> [Texte]:
--- --- ---

Expérience réussie aussi pour les actions environnementales confiées à la Fondation Nicolas-Hulot pour la nature et l’homme. Au Sénégal, cinq sites sont déjà classés « aires de patrimoine communautaire » (APC). Plusieurs autres pays d’Afrique (Guinée, Côte d’Ivoire, Mali, Niger, Tchad et Togo) en ont accepté le principe, qui sera discuté en septembre prochain, à Durban (Afrique du Sud), lors du Congrès mondial sur les parcs naturels. Le but des APC est d’inciter les populations locales à gérer elles-mêmes leurs espaces protégés. Les communautés ne sont pas seulement associées au projet, mais pleinement actrices puisqu’elles proposent et choisissent elles-mêmes les sites à classer. Au Sénégal, la chute d’eau de Dindéfélo, un lieu sacré à la frontière guinéenne, possède un grand intérêt botanique et ornithologique. Elle est en cours de classement APC. « Sur ce site, les enfants du village deviennent de véritables guides pour les touristes. La vocation des APC est donc moins de sauvegarder un site remarquable, un écosystème ou des espèces menacées, que d’entraîner les populations dans une démarche de développement économique, compatible avec la conservation de leurs ressources », précise Jean Larivière, le « monsieur Afrique » de la fondation. Qui ajoute : « On ne peut demander aux populations de gérer un site sans contrepartie économique. » D’où la présence d’un volet énergie, développé par Électricité de France (EDF), l’acteur privé du projet. Il vise à installer des petits moteurs Diesel ou électriques, permettant de faire tourner des moulins à grains, des postes à soudure ou des chargeurs de batterie. Cinq plates-formes, d’une valeur d’environ 5 000 euros pièce, sont déjà en place dans le département de Kédougou. Au Mali, quatre cents « ateliers énergie » ont été implantés en zone rurale depuis 1995, grâce au programme Access (Accession à l’électricité et aux services) d’EDF. « Le principe de ces ateliers s’inscrit dans un projet plus large lancé avec le Programme des Nations unies pour le développment, à Johannesburg, et destiné à toucher douze pays d’Afrique de l’Ouest », explique Vincent Denby Wilkes, directeur d’Access chez EDF.
Le Mali a été le premier pays à profiter de ce programme, le Sénégal, le second ; le Burkina, le Ghana et le Bénin seront les prochains sur la liste. Enda (Environnement et développement du Tiers Monde), une ONG internationale établie à Dakar spécialisée dans les questions d’environnement et d’énergie, mesurera l’impact de ces actions sur la santé, les conditions de vie des femmes, la scolarisation, le taux d’exode rural et l’environnement. S’il réussit, le projet développé dans la zone pilote sénégalaise pourrait servir d’exemple à d’autres, sur l’ensemble du continent.

--- --- ---

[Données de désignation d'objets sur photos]

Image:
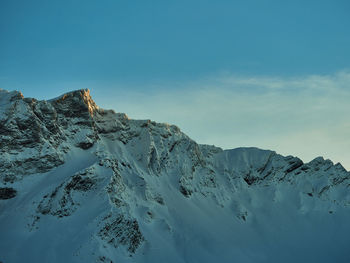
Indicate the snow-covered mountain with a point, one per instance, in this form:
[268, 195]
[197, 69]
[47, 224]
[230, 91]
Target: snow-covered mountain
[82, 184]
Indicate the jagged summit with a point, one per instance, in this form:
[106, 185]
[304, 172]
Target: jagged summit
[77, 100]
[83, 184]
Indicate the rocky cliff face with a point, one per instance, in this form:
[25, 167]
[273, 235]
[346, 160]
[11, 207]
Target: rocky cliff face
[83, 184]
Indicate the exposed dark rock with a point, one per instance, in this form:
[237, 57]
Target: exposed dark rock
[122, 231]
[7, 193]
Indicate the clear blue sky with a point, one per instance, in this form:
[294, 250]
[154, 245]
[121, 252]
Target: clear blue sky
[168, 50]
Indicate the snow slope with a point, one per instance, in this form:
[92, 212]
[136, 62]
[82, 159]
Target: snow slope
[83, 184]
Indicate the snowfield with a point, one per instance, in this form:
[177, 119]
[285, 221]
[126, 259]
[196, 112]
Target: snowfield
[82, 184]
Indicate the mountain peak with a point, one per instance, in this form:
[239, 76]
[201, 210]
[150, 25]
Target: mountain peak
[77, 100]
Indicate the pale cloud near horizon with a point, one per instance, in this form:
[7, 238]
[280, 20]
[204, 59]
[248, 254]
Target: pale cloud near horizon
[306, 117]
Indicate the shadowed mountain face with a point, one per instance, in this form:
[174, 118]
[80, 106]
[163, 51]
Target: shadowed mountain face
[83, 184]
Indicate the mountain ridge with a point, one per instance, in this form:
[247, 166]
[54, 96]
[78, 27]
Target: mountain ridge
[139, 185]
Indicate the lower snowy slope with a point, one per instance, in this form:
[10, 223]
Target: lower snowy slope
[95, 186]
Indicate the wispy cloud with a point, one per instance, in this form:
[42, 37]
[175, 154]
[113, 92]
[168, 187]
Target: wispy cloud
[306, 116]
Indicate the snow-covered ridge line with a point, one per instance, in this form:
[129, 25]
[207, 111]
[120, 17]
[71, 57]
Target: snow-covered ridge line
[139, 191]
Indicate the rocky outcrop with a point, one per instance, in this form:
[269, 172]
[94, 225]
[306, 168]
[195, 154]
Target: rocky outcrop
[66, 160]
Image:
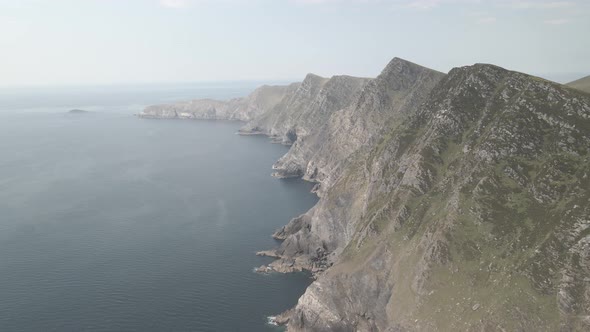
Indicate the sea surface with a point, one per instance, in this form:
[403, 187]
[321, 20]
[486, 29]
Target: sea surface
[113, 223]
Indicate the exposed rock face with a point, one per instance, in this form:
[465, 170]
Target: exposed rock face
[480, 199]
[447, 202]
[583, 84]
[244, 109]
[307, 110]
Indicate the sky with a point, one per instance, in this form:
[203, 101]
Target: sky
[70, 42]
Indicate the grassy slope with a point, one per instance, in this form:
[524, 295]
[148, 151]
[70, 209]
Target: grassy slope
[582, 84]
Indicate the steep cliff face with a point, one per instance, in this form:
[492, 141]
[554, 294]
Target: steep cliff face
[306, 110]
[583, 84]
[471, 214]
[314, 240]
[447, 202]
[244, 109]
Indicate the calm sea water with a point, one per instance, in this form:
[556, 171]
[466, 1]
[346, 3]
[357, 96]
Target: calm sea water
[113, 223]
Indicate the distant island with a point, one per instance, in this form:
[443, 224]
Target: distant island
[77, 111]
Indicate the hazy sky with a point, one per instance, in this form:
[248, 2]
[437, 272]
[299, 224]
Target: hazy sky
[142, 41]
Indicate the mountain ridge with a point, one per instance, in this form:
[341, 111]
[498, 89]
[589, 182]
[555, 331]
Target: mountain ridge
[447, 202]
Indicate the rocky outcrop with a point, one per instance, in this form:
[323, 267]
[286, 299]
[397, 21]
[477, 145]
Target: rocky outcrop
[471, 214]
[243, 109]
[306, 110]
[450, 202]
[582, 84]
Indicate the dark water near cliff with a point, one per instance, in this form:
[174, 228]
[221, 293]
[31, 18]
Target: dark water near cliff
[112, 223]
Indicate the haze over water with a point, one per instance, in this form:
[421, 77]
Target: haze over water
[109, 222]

--- --- ---

Recopiez le passage du texte sur les aires protégées en Afrique qui va de « Le Mali a été » à « l’ensemble du continent. ». Seul le texte sert de référence.

Le Mali a été le premier pays à profiter de ce programme, le Sénégal, le second ; le Burkina, le Ghana et le Bénin seront les prochains sur la liste. Enda (Environnement et développement du Tiers Monde), une ONG internationale établie à Dakar spécialisée dans les questions d’environnement et d’énergie, mesurera l’impact de ces actions sur la santé, les conditions de vie des femmes, la scolarisation, le taux d’exode rural et l’environnement. S’il réussit, le projet développé dans la zone pilote sénégalaise pourrait servir d’exemple à d’autres, sur l’ensemble du continent.